◆ **Task instructions**
A. In the article on Ford's restructuring, under what brand were European models imported into the U.S. and Canada during 1985-1989?
B. Write a continuation of the article on Ford's restructuring, starting after its last sentence.

◆ **Study text**
******************************

Ford officials previously have said layoffs are a possibility if employment-reduction targets are not met through the buyout offer.

Meanwhile, Mulally notes U.S. light-vehicle sales so far this year are running on the low side of Ford’s forecast of 15.7 million units for 2008. But even if that sluggish pace continues, Ford has “stress-tested” its business plan and is “able to go down lower if things get worse,” he says.

“We have the cash and liquidity to stay on plan.”

Mulally reiterates Ford’s ongoing initiative to leverage its global resources by reducing the number of vehicle platforms to just eight worldwide and to cut overall product complexity.

He says the current consolidation plan differs markedly from past failed initiatives to integrate Ford’s worldwide product lineup – such as during 1985-1989, when European models were imported into the U.S. and Canada under the ill-fated Merkur brand.

“What’s different now is the requirements of (global) vehicle design have coalesced, especially with (the focus on) fuel efficiency and (reducing) carbon-dioxide emissions,” he says. “The requirements for the car have come together (worldwide).”

Other attempts to align Ford globally fell by the wayside, Mulally says, as profits generated by large trucks and SUVs in the U.S. made the auto maker complacent.

“I asked Bill Ford why they didn’t consolidate in the past,” he says. “And he said every time things got tough they would start to move that way, but then fuel prices would come down and the SUVs and trucks would do well.”

Another key initiative is a renewed focus on small cars. Mulally says that when he first arrived at Ford a year ago, he was told small cars “didn’t make sense because they were cheap,” and it was impossible to turn a profit on them.

He disagrees with that assessment.

“Small is beautiful and small is big. Europe has fabulous small vehicles, and there’s nothing cheap about them.”

But Ford will have to make money on every vehicle it sells, regardless of size, Mulally says.

There are “no longer days where we lose money on small cars,” he says. “Every vehicle we make we want to make money on it. Everybody knows that’s the only way (to do business).”

Mulally says Ford is working to reduce vehicle complexity by narrowing the amount of choice available to consumers.

He points to past practice in which Ford offered 128 different options for the console of a Lincoln Navigator SUV.

******************************

◆ **Dataset entries**
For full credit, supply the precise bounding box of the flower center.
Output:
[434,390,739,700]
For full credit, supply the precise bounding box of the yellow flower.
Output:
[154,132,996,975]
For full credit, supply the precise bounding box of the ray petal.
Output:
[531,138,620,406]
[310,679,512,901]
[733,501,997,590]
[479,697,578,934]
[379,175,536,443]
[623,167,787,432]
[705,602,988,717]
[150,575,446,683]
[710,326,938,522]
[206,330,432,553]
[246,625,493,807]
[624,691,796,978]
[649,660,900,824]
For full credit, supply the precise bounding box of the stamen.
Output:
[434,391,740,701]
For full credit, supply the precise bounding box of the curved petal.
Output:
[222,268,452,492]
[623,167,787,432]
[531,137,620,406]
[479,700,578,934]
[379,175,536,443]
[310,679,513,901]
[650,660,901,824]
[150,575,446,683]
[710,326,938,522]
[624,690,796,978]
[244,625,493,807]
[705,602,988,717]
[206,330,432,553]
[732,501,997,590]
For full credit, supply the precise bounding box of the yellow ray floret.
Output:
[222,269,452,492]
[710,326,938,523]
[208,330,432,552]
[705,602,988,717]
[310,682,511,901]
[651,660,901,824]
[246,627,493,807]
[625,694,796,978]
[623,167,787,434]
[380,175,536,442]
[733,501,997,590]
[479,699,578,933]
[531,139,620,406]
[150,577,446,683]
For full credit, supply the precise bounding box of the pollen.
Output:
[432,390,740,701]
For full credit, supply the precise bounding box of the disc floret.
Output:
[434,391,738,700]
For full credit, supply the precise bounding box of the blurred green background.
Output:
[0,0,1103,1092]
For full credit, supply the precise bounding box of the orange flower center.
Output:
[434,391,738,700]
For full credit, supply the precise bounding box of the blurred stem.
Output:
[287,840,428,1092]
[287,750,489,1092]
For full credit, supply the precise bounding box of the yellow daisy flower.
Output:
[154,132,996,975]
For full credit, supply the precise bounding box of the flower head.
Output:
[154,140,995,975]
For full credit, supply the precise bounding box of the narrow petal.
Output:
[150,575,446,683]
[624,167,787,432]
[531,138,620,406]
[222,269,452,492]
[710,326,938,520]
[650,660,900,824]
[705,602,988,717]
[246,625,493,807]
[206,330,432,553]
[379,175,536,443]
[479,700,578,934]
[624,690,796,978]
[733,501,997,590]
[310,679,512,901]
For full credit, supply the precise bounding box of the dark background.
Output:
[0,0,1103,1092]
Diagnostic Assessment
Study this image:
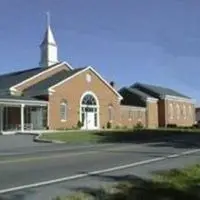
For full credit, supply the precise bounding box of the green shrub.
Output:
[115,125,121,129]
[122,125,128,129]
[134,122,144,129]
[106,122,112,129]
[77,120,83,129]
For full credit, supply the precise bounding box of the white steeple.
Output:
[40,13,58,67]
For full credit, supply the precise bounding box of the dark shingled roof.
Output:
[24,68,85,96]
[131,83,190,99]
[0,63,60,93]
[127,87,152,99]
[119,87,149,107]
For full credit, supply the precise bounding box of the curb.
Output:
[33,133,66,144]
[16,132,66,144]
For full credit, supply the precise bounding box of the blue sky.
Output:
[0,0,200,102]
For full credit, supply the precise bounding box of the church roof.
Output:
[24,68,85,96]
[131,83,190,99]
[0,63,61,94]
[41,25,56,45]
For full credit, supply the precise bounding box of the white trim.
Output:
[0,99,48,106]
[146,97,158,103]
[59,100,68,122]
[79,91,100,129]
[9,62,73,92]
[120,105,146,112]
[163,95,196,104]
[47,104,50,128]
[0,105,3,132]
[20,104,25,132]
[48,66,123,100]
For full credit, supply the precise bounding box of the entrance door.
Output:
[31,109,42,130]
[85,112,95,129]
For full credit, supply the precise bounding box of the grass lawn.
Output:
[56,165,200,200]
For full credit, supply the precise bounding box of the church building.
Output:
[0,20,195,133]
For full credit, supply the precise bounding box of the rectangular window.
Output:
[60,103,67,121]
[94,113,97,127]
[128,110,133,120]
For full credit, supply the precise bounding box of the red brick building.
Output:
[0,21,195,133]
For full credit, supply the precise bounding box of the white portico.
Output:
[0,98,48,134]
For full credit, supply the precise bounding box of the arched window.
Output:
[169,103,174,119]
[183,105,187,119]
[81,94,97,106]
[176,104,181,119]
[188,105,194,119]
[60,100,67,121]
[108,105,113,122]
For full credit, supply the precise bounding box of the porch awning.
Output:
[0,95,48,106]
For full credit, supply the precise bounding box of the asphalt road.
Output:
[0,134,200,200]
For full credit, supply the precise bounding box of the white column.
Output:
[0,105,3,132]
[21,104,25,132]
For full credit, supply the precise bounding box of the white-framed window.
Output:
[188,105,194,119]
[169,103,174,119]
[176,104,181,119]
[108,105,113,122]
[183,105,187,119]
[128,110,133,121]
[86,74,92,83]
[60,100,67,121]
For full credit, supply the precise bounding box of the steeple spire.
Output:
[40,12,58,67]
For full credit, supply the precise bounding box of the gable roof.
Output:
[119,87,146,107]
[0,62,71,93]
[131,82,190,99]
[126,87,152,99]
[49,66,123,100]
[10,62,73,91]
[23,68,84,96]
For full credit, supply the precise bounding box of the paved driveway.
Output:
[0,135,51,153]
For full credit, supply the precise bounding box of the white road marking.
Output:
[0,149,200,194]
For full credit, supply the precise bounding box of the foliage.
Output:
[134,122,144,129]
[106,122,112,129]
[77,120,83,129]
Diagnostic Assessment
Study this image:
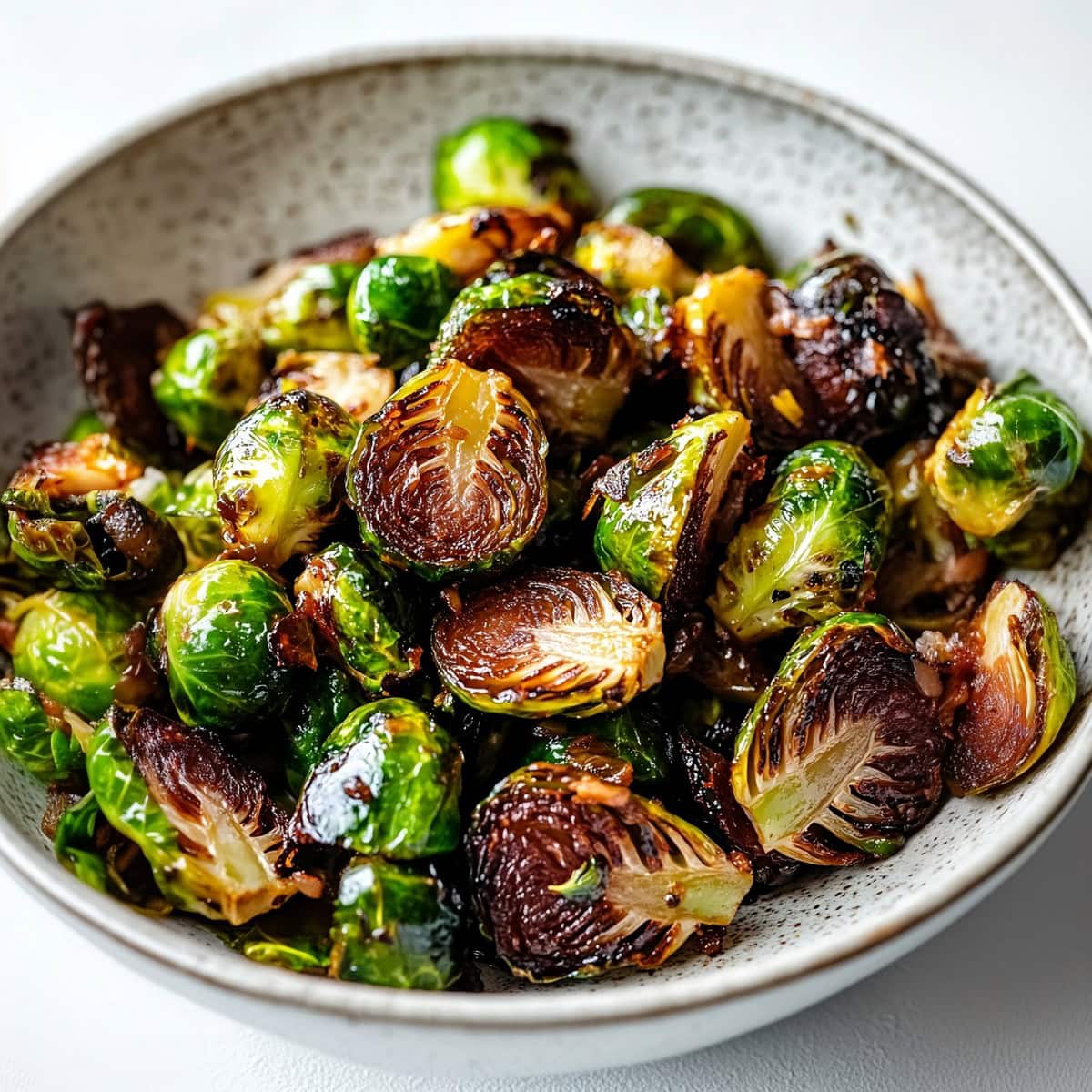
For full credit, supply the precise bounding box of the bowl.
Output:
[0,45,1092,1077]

******************************

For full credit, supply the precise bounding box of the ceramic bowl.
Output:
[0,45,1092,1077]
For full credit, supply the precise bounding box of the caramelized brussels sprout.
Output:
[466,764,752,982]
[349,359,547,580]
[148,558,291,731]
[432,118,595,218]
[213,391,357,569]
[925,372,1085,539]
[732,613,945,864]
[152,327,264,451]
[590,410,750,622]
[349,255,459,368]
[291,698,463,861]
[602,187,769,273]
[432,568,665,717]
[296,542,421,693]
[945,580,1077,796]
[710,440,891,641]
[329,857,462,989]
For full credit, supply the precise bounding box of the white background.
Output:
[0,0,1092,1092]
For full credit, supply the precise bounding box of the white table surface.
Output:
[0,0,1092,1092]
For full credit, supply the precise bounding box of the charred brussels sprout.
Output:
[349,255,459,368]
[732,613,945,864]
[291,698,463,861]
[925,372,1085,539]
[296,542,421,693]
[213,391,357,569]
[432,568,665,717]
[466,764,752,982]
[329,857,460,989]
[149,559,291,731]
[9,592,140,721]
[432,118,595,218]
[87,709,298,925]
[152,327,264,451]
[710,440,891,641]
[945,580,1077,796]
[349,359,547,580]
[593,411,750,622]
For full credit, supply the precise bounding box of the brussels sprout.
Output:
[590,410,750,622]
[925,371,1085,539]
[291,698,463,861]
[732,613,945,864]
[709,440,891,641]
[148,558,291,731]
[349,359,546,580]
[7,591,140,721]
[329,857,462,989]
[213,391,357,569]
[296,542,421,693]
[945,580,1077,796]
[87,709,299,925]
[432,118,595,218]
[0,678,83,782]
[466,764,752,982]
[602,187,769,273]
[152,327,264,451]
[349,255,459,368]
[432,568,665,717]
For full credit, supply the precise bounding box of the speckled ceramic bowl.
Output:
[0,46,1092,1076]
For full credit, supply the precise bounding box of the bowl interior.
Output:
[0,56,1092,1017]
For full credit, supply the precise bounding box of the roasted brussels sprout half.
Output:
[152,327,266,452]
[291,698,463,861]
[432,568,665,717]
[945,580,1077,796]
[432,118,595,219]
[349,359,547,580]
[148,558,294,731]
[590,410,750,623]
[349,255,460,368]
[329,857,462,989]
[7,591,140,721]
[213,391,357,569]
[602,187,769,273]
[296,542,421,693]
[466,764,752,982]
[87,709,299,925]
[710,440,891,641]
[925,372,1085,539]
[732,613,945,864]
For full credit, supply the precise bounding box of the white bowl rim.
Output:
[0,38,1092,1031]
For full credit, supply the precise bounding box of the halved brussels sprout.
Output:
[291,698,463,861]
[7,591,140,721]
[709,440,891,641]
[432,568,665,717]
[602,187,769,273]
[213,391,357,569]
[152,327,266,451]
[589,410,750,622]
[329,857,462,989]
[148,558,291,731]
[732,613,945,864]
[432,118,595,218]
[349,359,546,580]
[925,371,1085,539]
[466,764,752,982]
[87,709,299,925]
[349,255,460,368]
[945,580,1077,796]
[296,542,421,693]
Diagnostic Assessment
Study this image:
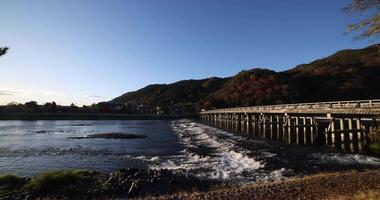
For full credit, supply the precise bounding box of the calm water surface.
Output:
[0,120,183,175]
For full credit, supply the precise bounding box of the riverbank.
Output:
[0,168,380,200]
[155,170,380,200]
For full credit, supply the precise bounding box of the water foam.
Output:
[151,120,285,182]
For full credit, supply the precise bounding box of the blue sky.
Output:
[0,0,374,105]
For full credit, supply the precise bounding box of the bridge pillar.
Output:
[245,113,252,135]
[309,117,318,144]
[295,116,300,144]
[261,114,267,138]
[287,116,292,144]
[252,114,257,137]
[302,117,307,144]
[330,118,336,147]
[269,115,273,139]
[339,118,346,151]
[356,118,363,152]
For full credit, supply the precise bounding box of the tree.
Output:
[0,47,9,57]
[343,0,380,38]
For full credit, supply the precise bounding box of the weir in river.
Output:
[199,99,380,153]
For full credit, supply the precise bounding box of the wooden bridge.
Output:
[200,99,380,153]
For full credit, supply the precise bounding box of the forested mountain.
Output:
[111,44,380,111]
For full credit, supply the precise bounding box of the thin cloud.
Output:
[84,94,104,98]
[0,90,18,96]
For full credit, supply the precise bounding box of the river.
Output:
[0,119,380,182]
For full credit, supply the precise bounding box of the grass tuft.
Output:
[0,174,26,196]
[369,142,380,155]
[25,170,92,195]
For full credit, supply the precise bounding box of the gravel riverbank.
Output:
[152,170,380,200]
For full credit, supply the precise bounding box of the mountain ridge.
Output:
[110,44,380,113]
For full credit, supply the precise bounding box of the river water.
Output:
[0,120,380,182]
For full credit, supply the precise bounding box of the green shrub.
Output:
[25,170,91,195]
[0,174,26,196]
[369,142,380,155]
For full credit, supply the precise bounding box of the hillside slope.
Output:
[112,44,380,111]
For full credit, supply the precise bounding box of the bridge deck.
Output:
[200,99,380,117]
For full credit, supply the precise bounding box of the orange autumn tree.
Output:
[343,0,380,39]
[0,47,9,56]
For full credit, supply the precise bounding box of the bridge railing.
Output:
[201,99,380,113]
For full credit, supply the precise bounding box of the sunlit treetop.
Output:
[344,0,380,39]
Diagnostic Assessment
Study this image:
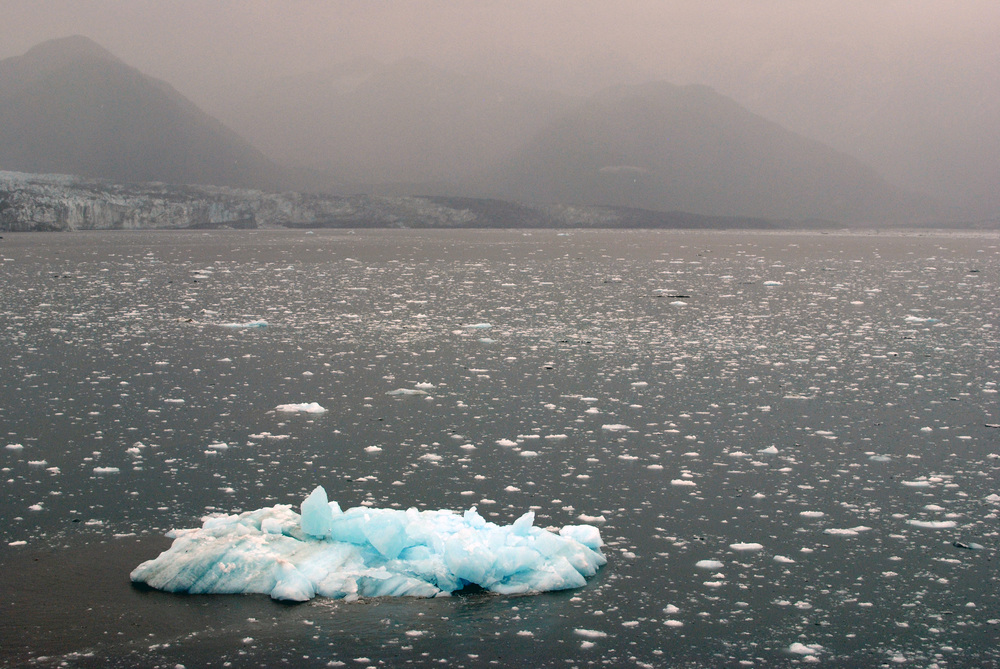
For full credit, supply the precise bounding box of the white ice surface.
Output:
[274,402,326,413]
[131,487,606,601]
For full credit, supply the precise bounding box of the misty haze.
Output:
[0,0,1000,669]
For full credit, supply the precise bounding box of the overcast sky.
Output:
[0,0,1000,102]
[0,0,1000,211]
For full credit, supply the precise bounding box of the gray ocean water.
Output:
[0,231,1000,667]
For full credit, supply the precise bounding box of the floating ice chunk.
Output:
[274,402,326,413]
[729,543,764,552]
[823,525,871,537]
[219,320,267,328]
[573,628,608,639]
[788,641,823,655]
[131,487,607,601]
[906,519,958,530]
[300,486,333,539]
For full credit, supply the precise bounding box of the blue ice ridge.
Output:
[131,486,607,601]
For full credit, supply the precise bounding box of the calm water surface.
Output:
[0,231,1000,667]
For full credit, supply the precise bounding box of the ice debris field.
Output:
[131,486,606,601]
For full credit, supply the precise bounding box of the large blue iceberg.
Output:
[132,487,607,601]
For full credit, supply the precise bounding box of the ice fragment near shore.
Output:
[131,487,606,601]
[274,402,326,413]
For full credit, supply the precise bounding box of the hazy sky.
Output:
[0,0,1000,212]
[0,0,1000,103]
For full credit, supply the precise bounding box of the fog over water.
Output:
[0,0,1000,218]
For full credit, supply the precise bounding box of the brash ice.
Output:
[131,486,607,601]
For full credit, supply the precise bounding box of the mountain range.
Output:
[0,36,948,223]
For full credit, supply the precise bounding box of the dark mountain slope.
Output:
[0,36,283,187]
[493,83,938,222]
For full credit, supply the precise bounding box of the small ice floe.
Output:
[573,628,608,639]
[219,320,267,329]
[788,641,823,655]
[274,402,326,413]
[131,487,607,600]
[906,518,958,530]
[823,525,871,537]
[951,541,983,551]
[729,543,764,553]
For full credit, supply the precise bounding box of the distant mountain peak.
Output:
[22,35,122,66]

******************************

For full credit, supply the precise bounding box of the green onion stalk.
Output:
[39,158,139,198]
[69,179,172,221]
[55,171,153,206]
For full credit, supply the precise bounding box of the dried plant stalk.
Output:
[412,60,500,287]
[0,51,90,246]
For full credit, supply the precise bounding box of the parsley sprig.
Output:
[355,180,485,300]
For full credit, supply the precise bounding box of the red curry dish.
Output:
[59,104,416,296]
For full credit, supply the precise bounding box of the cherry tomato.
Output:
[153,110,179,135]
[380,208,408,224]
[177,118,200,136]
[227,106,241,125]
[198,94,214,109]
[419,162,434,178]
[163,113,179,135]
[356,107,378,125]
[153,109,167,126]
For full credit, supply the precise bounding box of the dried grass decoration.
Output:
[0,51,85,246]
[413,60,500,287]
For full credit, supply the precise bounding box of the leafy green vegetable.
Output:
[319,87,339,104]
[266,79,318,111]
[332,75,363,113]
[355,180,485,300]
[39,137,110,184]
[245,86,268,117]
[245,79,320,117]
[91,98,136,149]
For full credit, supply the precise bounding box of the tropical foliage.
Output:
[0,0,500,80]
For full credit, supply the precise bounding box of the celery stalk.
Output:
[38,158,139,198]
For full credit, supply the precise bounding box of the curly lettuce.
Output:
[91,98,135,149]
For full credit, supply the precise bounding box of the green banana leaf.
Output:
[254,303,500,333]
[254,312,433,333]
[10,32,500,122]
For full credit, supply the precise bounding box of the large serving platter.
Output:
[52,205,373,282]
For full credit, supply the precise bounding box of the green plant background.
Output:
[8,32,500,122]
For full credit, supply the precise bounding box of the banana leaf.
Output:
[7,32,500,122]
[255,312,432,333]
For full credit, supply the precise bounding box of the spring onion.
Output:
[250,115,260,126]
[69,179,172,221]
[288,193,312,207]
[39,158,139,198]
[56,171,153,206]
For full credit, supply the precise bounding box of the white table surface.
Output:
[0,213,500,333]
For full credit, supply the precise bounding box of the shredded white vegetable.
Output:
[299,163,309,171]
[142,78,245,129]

******************************

◆ **Answer section**
A. Merkur

B.
“(But) you’d go out on the lot, and of course (the dealer) didn’t have that one,” he says, adding that led to dissatisfied customers and forced dealers to offer discounts, eroding residual values.

Reducing complexity also will help bolster Ford’s supplier relations, Mulally contends. The auto maker traditionally has ranked near, or at the bottom, of surveys that measure supplier/OEM relationships.

“Our supply base was sized for when Ford had 25% (U.S.) market share. Add that to the complexity at Ford and imagine what it’s like to be a supplier,” he says. “It’s tough. I think the most important thing is (now we’re) aligned with our suppliers and we’re sharing data and really going after this complexity.”

Questioned about Ford’s powertrain strategy, Mulally says the auto maker will rely heavily on its EcoBoost technology, which combines turbocharging and direct-injection for improved performance and fuel economy.

In addition, all future Ford vehicles will be capable of running on gasoline or ethanol, Mulally says.

Hybrids are “neat,” but “carrying around two powertrains is very expensive, and in most cases right now it doesn’t make economic sense,” Mulally says, noting the advancement of battery technology is key to making hybrids profitable.

Diesels are an option for the U.S., but still largely cost-prohibitive due to the expensive exhaust aftertreatment technology needed to meet emissions standards, Mulally says.

Hydrogen fuel cells are also on the horizon, but much work still must be done in perfecting fuel-cell technology and developing a refueling infrastructure, Mulally says, adding that Ford is working on developing all powertrain technologies.